BEGIN EXTRACTED TEXT

Susan Greig, owner of 100 Braid St. Studios, said she has the highest regard for Urban Academy but can’t support the expansion because of the negative traffic impacts it’s having on the neighbourhood. She said she has seen ambulances have to wait up to 10 minutes to get out of the neighbourhood because of parents dropping off and picking up students at the school.
“Urban Academy tries to be a wonderful neighbour. But there is a huge volume of cars,” she said. “I believe that with the increase in numbers, it will only get worse.”
Dee Beattie, who lives in the neighbourhood, urged council to reject the application because of traffic impacts the school is having on the neighbourhood. She noted incidents of cars making illegal turns, going the wrong way at a roundabout, blocking driveways, parking in no-parking zones and preventing ambulances from moving because parents are busy unloading kids.
“Rousseau Street is a narrow street that allows one-way traffic at a time. It serves B.C. Ambulance, Royal City Taxi, Amazon drivers and the neighbourhood,” she said. “Come at 3 pm. on a rainy day and see the jam-up. Lower Sapperton has narrow streets, and these streets were not designed for high volumes of traffic.”
Based on what’s happened since Urban Academy opened, Beattie said she has “no faith” that all of its parents can or will obey traffic regulations.
Before approving the application, Beattie said Sapperton residents need a traffic plan that includes the impacts of the future Sapperton Green development at Braid and Brunette, the future tower at 100 Braid St., the expansion of Royal Columbian Hospital and traffic from the Brunette Interchange.
“Urban Academy pays no city taxes,” she said. “It serves very few in Sapperton, yet the residents in lower Sapperton live with the fumes of idling cars and the excess traffic.”
Following the public hearing, council approved the zoning amendment bylaw that allows the expansion to proceed. Only Coun. Chuck Puchmayr voted against the application.
“This expansion is close to a 25% increase,” he said of the expanded enrolment. “The concerns of the neighbourhood are valid. The traffic issues and the safety issues – I have had numerous calls – they are valid. They are very valid concerns.”

END EXTRACTED TEXT

▶ WORK TASK A: Write out the passage from the text on the Urban Academy expansion starting with "Based on what’s" and going on through "against the application.".
▶ WORK TASK B: Continue the text on the Urban Academy expansion from the point where it stops.

BEGIN SUPPLIED INFORMATION

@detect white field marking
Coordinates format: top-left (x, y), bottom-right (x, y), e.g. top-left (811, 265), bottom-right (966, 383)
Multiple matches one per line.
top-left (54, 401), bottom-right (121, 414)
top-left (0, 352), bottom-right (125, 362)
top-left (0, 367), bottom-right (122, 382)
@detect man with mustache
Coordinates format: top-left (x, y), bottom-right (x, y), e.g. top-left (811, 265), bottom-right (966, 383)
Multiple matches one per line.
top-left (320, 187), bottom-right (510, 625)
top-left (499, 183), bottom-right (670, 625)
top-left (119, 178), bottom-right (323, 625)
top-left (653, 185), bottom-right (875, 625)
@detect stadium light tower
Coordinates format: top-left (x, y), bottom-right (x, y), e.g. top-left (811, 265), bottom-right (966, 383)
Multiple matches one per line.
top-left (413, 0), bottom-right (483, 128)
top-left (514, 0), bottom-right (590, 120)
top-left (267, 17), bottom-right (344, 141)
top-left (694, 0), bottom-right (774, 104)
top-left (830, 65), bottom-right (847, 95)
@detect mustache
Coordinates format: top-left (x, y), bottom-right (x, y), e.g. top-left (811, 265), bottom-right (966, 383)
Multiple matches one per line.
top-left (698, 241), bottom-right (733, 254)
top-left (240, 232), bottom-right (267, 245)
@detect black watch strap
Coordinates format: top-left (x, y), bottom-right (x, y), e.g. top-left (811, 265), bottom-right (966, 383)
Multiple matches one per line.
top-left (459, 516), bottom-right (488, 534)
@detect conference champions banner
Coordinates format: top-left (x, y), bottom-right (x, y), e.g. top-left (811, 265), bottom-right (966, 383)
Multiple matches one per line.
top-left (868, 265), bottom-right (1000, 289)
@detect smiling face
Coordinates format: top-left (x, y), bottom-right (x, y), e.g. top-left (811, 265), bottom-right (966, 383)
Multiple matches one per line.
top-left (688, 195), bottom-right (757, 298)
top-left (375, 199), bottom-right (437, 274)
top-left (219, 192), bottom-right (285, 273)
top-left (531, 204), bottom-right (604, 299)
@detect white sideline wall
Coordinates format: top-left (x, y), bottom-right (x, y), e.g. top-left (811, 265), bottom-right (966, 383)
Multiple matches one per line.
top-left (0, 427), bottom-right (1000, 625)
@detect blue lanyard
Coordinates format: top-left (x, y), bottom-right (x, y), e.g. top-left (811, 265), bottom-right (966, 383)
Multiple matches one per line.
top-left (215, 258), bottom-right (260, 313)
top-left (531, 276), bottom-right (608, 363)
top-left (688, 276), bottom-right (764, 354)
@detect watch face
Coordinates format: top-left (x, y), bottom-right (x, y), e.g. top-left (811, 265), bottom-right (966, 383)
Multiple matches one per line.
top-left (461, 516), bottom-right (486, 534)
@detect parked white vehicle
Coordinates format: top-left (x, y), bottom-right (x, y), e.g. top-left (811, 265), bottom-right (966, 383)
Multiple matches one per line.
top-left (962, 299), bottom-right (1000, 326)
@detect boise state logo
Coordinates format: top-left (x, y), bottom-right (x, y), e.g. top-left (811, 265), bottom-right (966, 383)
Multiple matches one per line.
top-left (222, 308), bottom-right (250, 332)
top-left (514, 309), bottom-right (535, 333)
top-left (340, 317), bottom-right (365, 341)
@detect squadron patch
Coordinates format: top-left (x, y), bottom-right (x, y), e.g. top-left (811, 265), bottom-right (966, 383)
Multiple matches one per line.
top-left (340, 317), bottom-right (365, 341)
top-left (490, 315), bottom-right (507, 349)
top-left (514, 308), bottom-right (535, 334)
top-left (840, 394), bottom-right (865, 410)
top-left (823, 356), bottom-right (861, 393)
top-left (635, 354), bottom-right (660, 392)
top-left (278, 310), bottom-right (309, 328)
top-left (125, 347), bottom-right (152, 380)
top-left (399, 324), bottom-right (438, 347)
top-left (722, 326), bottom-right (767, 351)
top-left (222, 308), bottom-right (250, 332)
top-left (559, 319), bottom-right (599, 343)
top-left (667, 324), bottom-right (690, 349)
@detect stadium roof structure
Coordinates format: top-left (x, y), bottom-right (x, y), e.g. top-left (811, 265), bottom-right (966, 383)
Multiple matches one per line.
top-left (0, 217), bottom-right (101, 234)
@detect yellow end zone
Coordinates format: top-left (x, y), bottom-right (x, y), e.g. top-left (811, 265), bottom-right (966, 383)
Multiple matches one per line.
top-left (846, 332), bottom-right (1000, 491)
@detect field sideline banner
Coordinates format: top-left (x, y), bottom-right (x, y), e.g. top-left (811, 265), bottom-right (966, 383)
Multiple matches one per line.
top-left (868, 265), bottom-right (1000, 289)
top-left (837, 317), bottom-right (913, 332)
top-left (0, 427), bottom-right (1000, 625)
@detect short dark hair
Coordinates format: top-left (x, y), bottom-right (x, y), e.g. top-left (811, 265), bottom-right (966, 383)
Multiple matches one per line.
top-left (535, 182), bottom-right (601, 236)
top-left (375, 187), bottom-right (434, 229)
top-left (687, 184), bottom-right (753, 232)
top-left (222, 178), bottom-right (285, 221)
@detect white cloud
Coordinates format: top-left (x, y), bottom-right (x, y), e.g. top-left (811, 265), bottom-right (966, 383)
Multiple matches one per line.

END SUPPLIED INFORMATION

▶ RESPONSE A:
Based on what’s happened since Urban Academy opened, Beattie said she has “no faith” that all of its parents can or will obey traffic regulations.
Before approving the application, Beattie said Sapperton residents need a traffic plan that includes the impacts of the future Sapperton Green development at Braid and Brunette, the future tower at 100 Braid St., the expansion of Royal Columbian Hospital and traffic from the Brunette Interchange.
“Urban Academy pays no city taxes,” she said. “It serves very few in Sapperton, yet the residents in lower Sapperton live with the fumes of idling cars and the excess traffic.”
Following the public hearing, council approved the zoning amendment bylaw that allows the expansion to proceed. Only Coun. Chuck Puchmayr voted against the application.

▶ RESPONSE B:
Puchmayr said the “lion’s share of the students” are coming from communities other than New Westminster, which will result in congestion and parking problems in the neighbourhood. He said the expansion will only exacerbate the congestion and parking problems in Sapperton.
Other council members supported the application, saying the “urban school” is located in close proximity to SkyTrain and is an appropriate land use at that site. They noted traffic is a concern around all New West schools.
“There is no other school where we don’t have pickup and drop-off traffic issues,” said Coun. Patrick Johnstone. “It is a constant challenge across the city. But I don’t hear other schools making the commitment that UA is towards managing their pick-up and drop-off. I hear the anecdotes about traffic chaos. I see it every day at schools in the community, but what is unique to me is Urban Academy actually seems to be committed to taking serious action to if it and investing in fixing it.
Mayor Jonathan Cote said the city needs to “step up” and continue to partner with the neighbourhood about traffic challenges as the area evolves.
“This will be the last expansion and will complete this project. There won’t be additional floors there. I think that can alleviate some of the concerns that this will continue. This will round out the school and how it fits into the community,” he said. “Moving forward, given the challenges that we do face and concerns from the neighourhood, I do want to see us continue to work with school community to really mitigate the concerns we are hearing from the neighbourhood.”